▶ **TEXTE SOURCE**

• • • • • • •

Joeri: ‘Nous avons un certain nombre de restaurants dans la région que nous fournissons directement parce que le boucher local ne fournit pas à l’horeca. Par ailleurs, nous avons également des clients-bouchers qui livrent à l’horeca. Nous avons perdu ces derniers à cause de la crise sanitaire jusqu’au début du mois de mai. Parfois, une petite commande, mais pas du niveau que nous connaissions. Maintenant, ces clients commandent à nouveau. Dans l’ensemble, nous avons vu les ventes progresser chez les bouchers. Au premier confinement, lorsque les grandes cuisines et ainsi de suite ont également été fermées, le chiffre d’affaires a augmenté d’environ 30 à 40 % chez le boucher moyen, ce qui a comblé une grande partie notre perte dans l’horeca. Et espérons que l’horeca est parti pour fonctionner à nouveau de manière normale.’

TractorPower: ‘Qu’est-ce qui vous a incités à vous mécaniser davantage?’

Joeri: ‘A nos débuts, nous avions 12 ha de maïs, 10 ha de prairies et un tracteur. Mais alors tout grandit; comme vous avez plus de terres, le besoin de rotation des cultures se pose également et vous regardez un peu plus loin. C’est ainsi que ces céréales sont arrivés, puis la passion fait son oeuvre et avant que vous le sachiez, le train est parti. Je suis tout à fait perfectionniste et j’essaie de tirer le meilleur de nos cultures. Et ce perfectionnisme vous fait prendre certaines choses en main. Mais pas tout. Par exemple, nous avons beaucoup de fumier à épandre, mais je n’achèterais jamais un épandeur. L’entrepreneur peut le faire mieux et plus vite que moi. Une benne, qui nous permet de transporter la bonne quantité de fumier sur la bonne parcelle est par contre un bon investissement. C’est plus facile pour l’entrepreneur et chaque parcelle bénéficie de la bonne quantité. Maintenant, avec les céréales en plus, cette benne est encore mieux amortie. Nous achetons habituellement de la paille aux Pays-Bas, puis nous échangeons du fumier avec de la paille. En plus de la benne, plateau à paille Joskin a été acheté. En termes de travail du sol, la plupart des machines sont de marque Amazone.’

L’exploitation compte environ 85 ha dont 25 ha sont des prairies permanentes. Pour le reste, les cultures comportent du maïs, des céréales et des pommes de terre.

• • • • • • •

▶ **EXERCICE 1**
D'après le texte, quelle est la superficie approximative de l'exploitation ?
Le texte et les enregistrements constituent deux supports indépendants l'un de l'autre.

▶ **DONNÉES FOURNIES**
• • • • • • •

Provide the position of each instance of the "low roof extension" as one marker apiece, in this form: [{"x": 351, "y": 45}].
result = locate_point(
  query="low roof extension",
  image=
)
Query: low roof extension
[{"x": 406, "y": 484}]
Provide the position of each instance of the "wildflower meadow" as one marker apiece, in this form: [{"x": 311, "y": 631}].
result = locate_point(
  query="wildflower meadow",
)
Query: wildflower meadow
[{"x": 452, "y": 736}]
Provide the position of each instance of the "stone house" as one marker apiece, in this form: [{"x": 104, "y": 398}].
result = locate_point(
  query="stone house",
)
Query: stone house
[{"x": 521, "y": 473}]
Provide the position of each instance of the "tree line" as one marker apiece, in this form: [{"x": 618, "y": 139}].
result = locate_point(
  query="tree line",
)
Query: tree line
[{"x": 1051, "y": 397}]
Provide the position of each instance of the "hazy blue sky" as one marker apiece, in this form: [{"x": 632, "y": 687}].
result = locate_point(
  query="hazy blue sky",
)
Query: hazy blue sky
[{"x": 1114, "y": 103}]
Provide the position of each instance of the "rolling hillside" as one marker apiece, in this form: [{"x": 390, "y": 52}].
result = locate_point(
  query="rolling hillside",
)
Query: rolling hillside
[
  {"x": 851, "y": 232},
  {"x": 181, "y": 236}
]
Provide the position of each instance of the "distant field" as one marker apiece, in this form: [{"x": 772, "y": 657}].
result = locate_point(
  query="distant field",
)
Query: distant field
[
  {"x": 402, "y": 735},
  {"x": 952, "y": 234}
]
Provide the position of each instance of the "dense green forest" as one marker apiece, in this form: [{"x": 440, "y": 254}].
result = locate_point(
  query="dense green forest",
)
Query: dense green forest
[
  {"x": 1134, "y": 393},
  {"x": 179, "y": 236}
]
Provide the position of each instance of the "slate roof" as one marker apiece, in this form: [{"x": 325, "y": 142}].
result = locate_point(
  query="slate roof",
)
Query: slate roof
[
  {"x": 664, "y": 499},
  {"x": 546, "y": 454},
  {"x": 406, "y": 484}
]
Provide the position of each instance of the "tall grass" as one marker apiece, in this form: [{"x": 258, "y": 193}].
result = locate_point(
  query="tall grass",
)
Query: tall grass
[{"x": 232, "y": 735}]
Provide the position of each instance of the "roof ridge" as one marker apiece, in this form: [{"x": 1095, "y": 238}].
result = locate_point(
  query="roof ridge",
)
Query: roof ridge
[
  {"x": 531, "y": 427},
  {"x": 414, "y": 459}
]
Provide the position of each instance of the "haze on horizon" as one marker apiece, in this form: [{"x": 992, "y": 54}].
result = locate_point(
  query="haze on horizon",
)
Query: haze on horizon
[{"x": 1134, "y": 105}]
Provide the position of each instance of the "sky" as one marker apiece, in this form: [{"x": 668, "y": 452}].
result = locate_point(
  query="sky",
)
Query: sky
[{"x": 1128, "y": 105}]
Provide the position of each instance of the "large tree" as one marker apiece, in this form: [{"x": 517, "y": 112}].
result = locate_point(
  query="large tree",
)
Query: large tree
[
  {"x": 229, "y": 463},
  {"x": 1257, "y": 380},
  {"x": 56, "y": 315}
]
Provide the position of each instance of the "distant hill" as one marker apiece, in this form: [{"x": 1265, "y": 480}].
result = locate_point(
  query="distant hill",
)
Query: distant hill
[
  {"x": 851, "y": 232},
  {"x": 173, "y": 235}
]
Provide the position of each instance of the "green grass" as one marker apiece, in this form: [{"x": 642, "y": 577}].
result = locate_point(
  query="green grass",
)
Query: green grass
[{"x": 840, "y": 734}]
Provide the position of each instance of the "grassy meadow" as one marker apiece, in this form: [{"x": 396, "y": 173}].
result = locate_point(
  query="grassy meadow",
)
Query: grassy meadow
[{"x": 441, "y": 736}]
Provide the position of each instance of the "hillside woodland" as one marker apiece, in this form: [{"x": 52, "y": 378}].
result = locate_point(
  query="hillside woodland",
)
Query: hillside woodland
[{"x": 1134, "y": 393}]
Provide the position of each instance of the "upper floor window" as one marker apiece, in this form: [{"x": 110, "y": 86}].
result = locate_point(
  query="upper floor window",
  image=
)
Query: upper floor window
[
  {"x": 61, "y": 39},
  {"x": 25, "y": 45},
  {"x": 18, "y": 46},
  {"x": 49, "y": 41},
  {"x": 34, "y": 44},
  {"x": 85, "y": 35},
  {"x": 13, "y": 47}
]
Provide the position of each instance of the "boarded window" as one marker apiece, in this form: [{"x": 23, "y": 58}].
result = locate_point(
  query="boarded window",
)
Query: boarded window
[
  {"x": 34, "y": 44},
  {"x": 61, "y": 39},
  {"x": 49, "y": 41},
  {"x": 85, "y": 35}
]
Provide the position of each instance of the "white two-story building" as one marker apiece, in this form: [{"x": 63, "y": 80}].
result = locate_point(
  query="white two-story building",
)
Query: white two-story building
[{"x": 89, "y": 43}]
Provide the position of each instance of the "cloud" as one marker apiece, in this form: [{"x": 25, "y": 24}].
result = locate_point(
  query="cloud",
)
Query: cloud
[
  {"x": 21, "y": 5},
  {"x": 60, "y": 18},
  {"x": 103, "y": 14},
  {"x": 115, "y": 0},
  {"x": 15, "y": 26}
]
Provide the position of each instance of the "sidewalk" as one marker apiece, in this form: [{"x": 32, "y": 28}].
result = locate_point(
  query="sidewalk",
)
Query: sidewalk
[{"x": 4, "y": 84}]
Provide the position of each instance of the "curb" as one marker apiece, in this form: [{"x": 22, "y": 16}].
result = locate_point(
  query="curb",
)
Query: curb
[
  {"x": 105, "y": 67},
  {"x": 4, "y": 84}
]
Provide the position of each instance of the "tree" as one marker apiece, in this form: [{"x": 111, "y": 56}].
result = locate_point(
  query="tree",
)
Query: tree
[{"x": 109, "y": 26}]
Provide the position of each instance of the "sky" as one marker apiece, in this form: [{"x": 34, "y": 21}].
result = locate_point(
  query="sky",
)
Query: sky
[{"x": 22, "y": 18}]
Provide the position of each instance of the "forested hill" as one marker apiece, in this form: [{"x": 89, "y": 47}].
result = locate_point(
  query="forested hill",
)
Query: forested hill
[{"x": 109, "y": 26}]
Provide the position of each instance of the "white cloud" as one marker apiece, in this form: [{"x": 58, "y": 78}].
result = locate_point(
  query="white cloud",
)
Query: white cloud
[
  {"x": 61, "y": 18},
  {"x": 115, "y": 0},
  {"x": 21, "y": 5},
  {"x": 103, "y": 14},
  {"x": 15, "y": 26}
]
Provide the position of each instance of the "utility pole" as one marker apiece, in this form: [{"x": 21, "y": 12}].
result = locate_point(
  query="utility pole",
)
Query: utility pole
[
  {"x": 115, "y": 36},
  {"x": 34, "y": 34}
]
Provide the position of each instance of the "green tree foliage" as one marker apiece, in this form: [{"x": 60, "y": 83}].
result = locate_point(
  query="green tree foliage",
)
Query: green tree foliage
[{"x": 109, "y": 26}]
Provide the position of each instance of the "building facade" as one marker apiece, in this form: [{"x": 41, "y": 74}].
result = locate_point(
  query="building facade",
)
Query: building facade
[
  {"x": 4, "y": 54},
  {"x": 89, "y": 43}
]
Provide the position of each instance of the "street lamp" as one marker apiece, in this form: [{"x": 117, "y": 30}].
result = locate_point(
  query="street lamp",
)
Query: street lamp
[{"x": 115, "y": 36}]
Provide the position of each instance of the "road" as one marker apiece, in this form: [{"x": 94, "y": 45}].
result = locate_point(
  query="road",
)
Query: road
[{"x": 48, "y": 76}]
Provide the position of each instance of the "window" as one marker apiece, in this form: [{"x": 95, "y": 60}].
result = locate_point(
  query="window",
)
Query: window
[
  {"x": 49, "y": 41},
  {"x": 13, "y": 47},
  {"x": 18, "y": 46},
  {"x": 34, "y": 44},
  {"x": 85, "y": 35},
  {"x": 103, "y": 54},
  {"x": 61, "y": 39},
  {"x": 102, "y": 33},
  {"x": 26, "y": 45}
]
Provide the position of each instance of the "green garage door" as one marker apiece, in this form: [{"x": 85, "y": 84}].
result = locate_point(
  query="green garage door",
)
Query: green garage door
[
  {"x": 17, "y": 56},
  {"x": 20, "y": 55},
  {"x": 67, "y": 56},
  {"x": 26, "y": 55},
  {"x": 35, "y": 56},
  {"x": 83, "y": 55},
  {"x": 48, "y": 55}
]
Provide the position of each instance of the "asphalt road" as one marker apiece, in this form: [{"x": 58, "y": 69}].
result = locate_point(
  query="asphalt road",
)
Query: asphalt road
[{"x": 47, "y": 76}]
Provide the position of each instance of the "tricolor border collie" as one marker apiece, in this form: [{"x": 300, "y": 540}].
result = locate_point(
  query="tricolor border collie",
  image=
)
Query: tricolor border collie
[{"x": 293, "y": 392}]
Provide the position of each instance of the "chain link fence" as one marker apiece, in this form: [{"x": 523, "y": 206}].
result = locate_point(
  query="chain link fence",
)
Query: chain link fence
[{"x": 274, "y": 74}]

• • • • • • •

▶ **EXERCICE 2**
Repérez dans les enregistrements toutes les lignes qui contiennent la chaîne « ridge », en tenant compte de la casse, puis recopiez chacune d'elles.

▶ **CORRIGÉ 1**
Environ 85 ha, dont 25 ha de prairies permanentes.

▶ **CORRIGÉ 2**
Provide the position of each instance of the "roof ridge" as one marker apiece, in this form: [{"x": 1095, "y": 238}].
  query="roof ridge",
Query: roof ridge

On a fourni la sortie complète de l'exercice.